[begin GIVEN RECORDS]

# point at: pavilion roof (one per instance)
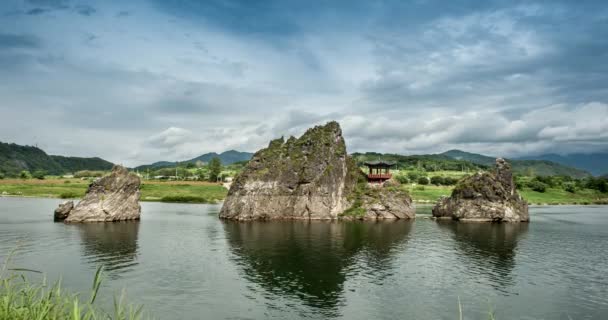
(379, 163)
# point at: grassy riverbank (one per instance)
(24, 299)
(553, 196)
(206, 192)
(162, 191)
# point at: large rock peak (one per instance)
(310, 177)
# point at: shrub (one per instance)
(39, 174)
(537, 186)
(423, 181)
(570, 187)
(184, 199)
(449, 181)
(413, 176)
(437, 180)
(402, 179)
(25, 174)
(69, 195)
(23, 299)
(88, 173)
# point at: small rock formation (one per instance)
(386, 202)
(311, 177)
(114, 197)
(487, 196)
(63, 210)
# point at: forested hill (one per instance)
(430, 162)
(226, 157)
(15, 158)
(596, 163)
(526, 167)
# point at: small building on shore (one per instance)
(379, 171)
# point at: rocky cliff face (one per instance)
(487, 196)
(114, 197)
(388, 201)
(311, 177)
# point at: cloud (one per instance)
(171, 138)
(36, 11)
(85, 10)
(18, 41)
(188, 77)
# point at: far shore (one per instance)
(208, 192)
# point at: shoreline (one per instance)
(219, 201)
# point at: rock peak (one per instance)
(310, 177)
(114, 197)
(485, 196)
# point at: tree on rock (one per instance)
(215, 168)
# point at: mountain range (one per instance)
(227, 158)
(539, 167)
(596, 163)
(15, 158)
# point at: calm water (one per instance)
(181, 262)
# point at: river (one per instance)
(181, 262)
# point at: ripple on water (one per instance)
(181, 261)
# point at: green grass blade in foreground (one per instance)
(23, 299)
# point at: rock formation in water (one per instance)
(485, 196)
(311, 177)
(387, 201)
(63, 210)
(114, 197)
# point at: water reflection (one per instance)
(312, 260)
(488, 248)
(113, 245)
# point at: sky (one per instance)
(136, 81)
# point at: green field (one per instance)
(206, 192)
(189, 192)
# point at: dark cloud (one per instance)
(36, 11)
(50, 4)
(123, 13)
(19, 41)
(497, 77)
(85, 10)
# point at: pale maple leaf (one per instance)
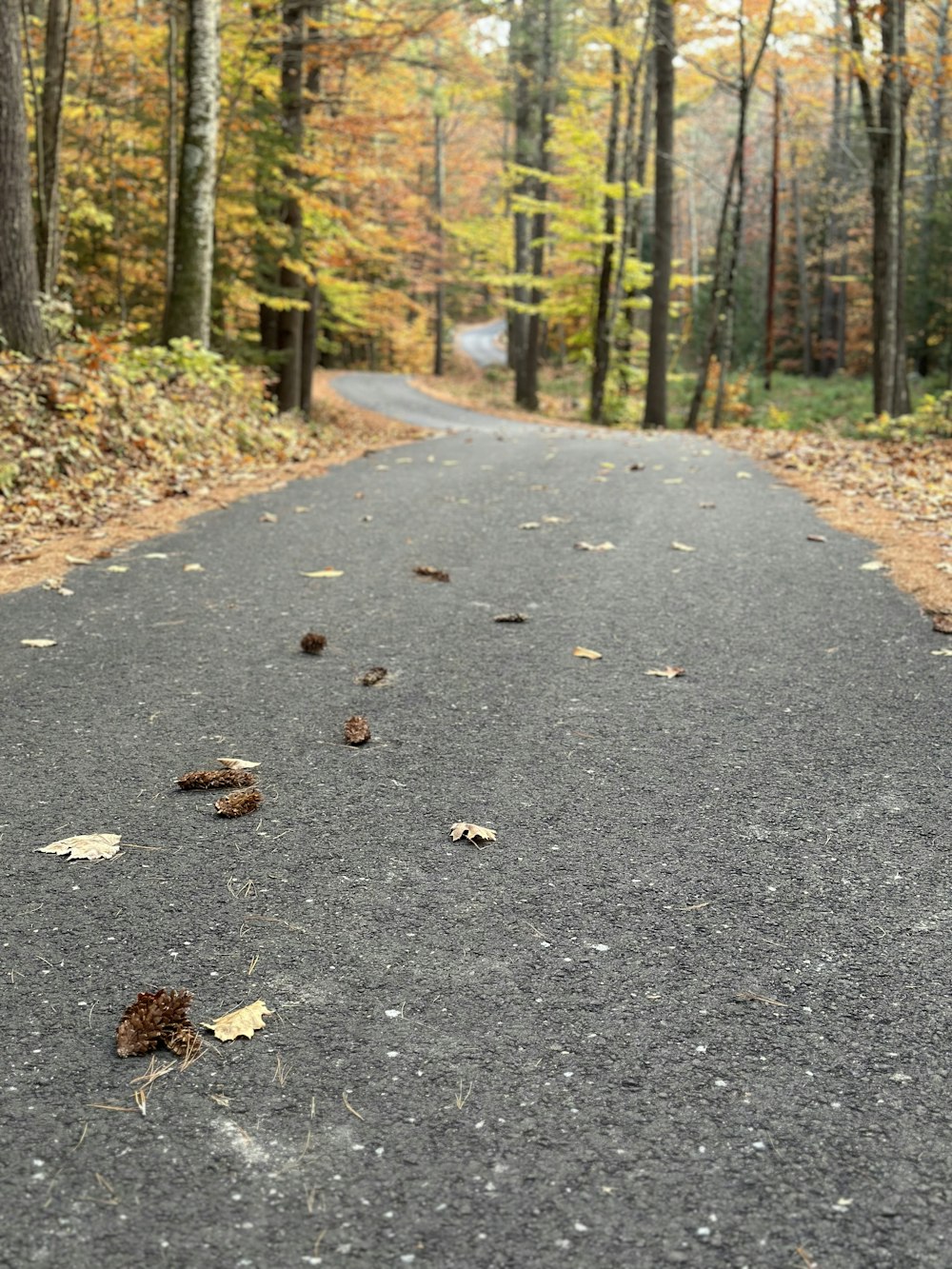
(474, 833)
(90, 845)
(240, 1021)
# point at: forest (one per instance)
(677, 206)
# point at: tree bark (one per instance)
(59, 20)
(188, 306)
(883, 115)
(21, 323)
(602, 342)
(657, 387)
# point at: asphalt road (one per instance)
(483, 343)
(691, 1008)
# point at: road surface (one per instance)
(689, 1008)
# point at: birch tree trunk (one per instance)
(188, 305)
(657, 387)
(19, 279)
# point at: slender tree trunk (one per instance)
(775, 218)
(59, 20)
(438, 189)
(602, 343)
(188, 305)
(925, 290)
(289, 321)
(657, 388)
(19, 278)
(171, 149)
(885, 127)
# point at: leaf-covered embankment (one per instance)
(117, 443)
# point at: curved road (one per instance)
(689, 1008)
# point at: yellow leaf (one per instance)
(474, 833)
(240, 1021)
(90, 845)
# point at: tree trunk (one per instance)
(188, 305)
(885, 127)
(657, 388)
(772, 247)
(19, 278)
(59, 19)
(602, 342)
(289, 281)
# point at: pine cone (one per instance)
(156, 1018)
(357, 730)
(243, 803)
(228, 777)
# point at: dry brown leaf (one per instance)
(89, 845)
(474, 833)
(240, 1021)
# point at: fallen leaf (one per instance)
(90, 845)
(474, 833)
(240, 1021)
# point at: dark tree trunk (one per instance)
(602, 340)
(57, 35)
(19, 279)
(657, 388)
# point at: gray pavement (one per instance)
(691, 1008)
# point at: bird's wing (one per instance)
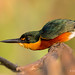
(56, 27)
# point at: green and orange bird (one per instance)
(55, 31)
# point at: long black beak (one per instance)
(12, 41)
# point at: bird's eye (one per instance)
(22, 38)
(27, 39)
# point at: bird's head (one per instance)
(27, 40)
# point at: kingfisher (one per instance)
(55, 31)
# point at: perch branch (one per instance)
(58, 61)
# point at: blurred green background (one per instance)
(20, 16)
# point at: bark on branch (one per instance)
(58, 61)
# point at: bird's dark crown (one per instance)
(30, 37)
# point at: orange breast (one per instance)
(47, 43)
(43, 44)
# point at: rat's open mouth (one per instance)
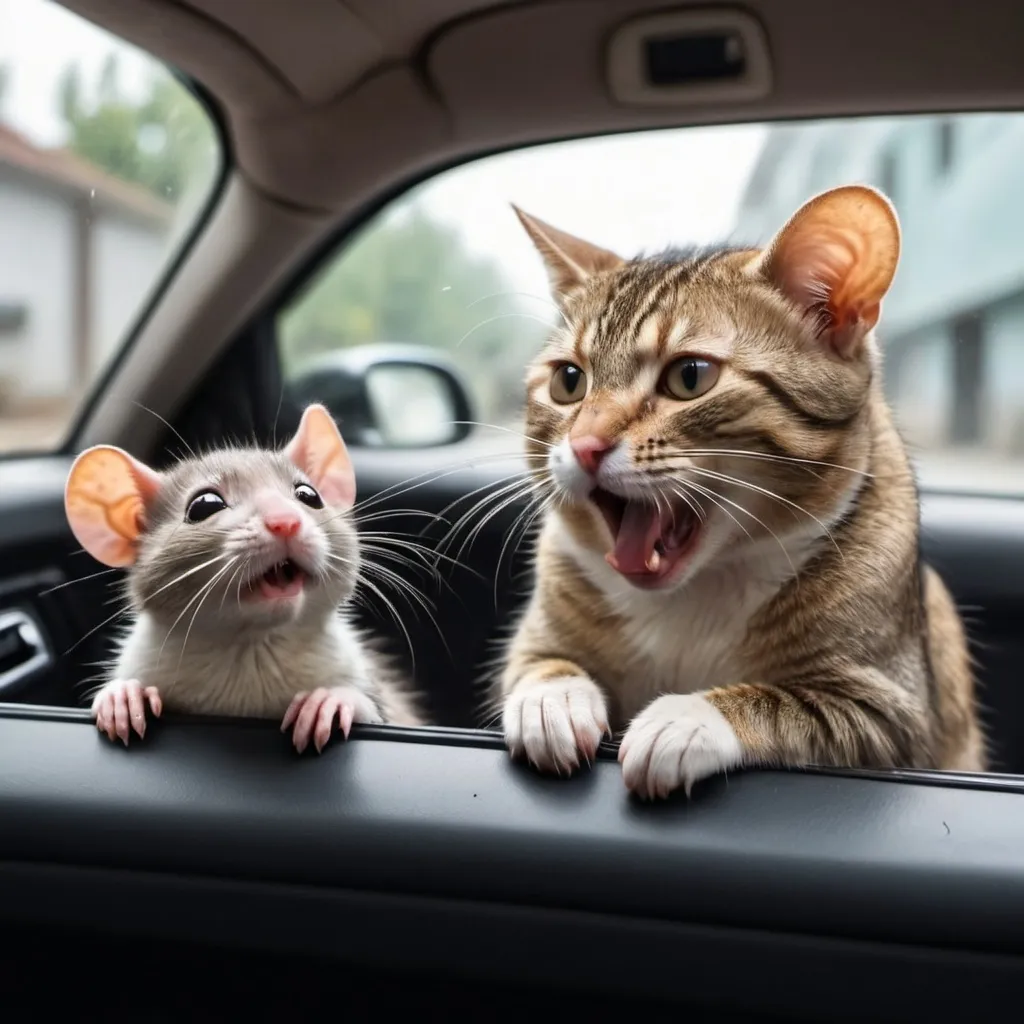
(282, 581)
(651, 542)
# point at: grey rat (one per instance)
(241, 564)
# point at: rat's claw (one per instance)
(313, 715)
(120, 709)
(293, 711)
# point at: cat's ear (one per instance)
(569, 260)
(105, 498)
(837, 257)
(318, 451)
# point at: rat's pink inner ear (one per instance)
(317, 449)
(105, 499)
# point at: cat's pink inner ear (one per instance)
(317, 449)
(105, 498)
(838, 254)
(569, 260)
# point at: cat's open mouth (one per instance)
(281, 581)
(651, 542)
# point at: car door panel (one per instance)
(219, 833)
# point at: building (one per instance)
(79, 250)
(952, 327)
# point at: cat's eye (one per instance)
(689, 378)
(204, 505)
(308, 496)
(568, 384)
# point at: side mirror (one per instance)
(394, 396)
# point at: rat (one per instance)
(241, 564)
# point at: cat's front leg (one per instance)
(120, 708)
(860, 719)
(554, 715)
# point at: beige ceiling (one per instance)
(332, 103)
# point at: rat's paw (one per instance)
(676, 741)
(120, 708)
(553, 723)
(313, 715)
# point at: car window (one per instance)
(449, 266)
(107, 161)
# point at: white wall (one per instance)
(1005, 377)
(37, 236)
(127, 257)
(920, 385)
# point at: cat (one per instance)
(728, 568)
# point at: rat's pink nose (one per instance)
(284, 524)
(590, 452)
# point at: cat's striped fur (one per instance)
(800, 626)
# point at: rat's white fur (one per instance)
(246, 673)
(206, 639)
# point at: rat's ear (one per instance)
(105, 499)
(318, 451)
(838, 256)
(569, 260)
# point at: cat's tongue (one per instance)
(650, 541)
(639, 530)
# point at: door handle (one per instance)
(24, 651)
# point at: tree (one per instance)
(410, 279)
(162, 140)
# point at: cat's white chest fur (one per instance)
(688, 640)
(242, 674)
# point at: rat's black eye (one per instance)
(308, 496)
(204, 505)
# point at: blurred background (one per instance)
(107, 162)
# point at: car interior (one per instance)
(214, 872)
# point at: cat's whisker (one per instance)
(536, 507)
(498, 316)
(429, 555)
(497, 501)
(370, 585)
(434, 475)
(508, 430)
(718, 499)
(763, 456)
(739, 482)
(527, 295)
(495, 492)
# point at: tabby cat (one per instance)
(728, 568)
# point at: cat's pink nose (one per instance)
(590, 452)
(284, 524)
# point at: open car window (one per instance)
(107, 164)
(449, 266)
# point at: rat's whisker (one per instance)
(208, 590)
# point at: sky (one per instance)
(628, 193)
(39, 39)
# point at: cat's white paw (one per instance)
(313, 715)
(555, 723)
(120, 708)
(677, 740)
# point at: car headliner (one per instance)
(331, 105)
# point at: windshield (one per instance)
(107, 162)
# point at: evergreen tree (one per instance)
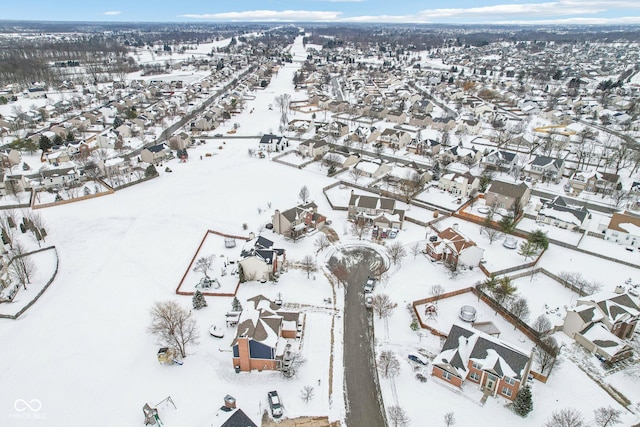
(523, 404)
(199, 301)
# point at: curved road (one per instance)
(363, 398)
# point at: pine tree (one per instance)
(523, 404)
(199, 301)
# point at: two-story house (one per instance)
(296, 221)
(464, 185)
(262, 333)
(601, 321)
(495, 366)
(379, 211)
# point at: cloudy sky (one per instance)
(377, 11)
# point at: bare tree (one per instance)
(520, 309)
(308, 264)
(203, 265)
(322, 242)
(360, 227)
(173, 325)
(388, 364)
(436, 292)
(542, 324)
(22, 267)
(383, 306)
(608, 416)
(304, 194)
(415, 249)
(306, 394)
(449, 419)
(355, 174)
(545, 358)
(398, 417)
(396, 252)
(567, 417)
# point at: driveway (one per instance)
(363, 398)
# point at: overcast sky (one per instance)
(377, 11)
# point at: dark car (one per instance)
(416, 359)
(274, 404)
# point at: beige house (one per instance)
(464, 185)
(504, 195)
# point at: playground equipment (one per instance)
(168, 355)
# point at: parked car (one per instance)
(510, 243)
(369, 285)
(274, 404)
(368, 301)
(416, 359)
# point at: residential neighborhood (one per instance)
(446, 217)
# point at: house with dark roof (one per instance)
(453, 248)
(543, 169)
(601, 322)
(493, 365)
(259, 260)
(505, 195)
(624, 229)
(263, 332)
(272, 143)
(313, 148)
(559, 212)
(156, 154)
(379, 211)
(296, 221)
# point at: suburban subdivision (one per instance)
(319, 224)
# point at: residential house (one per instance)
(379, 211)
(56, 178)
(313, 148)
(623, 228)
(393, 138)
(372, 168)
(156, 154)
(272, 143)
(543, 169)
(10, 158)
(340, 159)
(497, 367)
(505, 195)
(594, 182)
(296, 221)
(453, 248)
(601, 322)
(500, 160)
(259, 260)
(464, 185)
(263, 332)
(559, 212)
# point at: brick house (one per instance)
(380, 211)
(505, 195)
(493, 365)
(454, 248)
(601, 322)
(296, 221)
(262, 335)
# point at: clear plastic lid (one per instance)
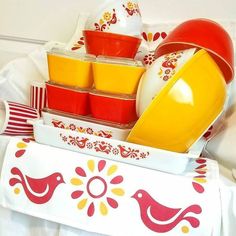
(90, 119)
(66, 53)
(74, 88)
(119, 61)
(113, 95)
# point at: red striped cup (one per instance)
(38, 96)
(14, 116)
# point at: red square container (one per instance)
(68, 99)
(110, 107)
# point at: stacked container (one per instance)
(115, 81)
(71, 78)
(92, 94)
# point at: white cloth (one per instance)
(191, 190)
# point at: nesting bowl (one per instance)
(203, 34)
(185, 108)
(117, 75)
(70, 68)
(156, 77)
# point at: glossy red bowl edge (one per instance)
(67, 100)
(202, 34)
(110, 44)
(113, 109)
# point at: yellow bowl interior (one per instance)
(115, 78)
(188, 104)
(70, 71)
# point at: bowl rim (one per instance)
(159, 98)
(111, 35)
(231, 69)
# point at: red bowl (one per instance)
(110, 107)
(70, 100)
(203, 34)
(109, 44)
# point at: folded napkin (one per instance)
(109, 197)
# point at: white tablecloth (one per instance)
(14, 223)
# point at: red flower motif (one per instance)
(149, 59)
(97, 191)
(72, 127)
(89, 131)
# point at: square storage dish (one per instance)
(86, 125)
(68, 99)
(111, 107)
(69, 68)
(117, 75)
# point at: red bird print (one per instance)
(38, 191)
(113, 19)
(154, 215)
(171, 63)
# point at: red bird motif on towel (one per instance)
(38, 191)
(160, 218)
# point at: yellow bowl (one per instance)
(115, 75)
(70, 69)
(184, 109)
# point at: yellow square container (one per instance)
(117, 75)
(69, 68)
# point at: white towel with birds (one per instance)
(110, 197)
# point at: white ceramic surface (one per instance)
(85, 126)
(157, 75)
(122, 17)
(112, 149)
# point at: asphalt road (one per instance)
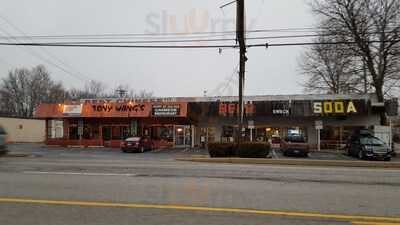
(101, 186)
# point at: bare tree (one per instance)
(92, 89)
(372, 29)
(329, 69)
(23, 90)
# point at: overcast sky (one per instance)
(165, 72)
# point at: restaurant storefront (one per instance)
(107, 122)
(192, 122)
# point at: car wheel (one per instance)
(360, 155)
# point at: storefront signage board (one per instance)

[end GIVEN RECORDS]

Print exactly the lines from the line with "# point at: square" through the end of the data, both ends included, and print no pictures.

THE COMPLETED TASK ::
# point at: square storage dish (one per instance)
(86, 125)
(68, 99)
(111, 107)
(69, 68)
(117, 75)
# point at: red bird print (one per instance)
(38, 191)
(113, 19)
(154, 215)
(171, 63)
# point at: red bird motif on towel (one per instance)
(38, 191)
(160, 218)
# point at: yellow bowl (one per instance)
(115, 75)
(70, 69)
(184, 109)
# point at: yellow square container (one per instance)
(117, 75)
(69, 68)
# point at: white towel with birds (one per instance)
(110, 197)
# point at: white ceramic surface (one per instance)
(85, 126)
(157, 75)
(122, 17)
(112, 149)
# point at: asphalt road (one per instance)
(101, 186)
# point at: bare tree (one per instance)
(92, 89)
(372, 29)
(329, 69)
(23, 90)
# point at: overcast sky (one per instance)
(165, 72)
# point at: restaurant storefront (one per instance)
(107, 122)
(192, 122)
# point at: car wheel (one per instance)
(360, 155)
# point at: storefront signage board (one per instance)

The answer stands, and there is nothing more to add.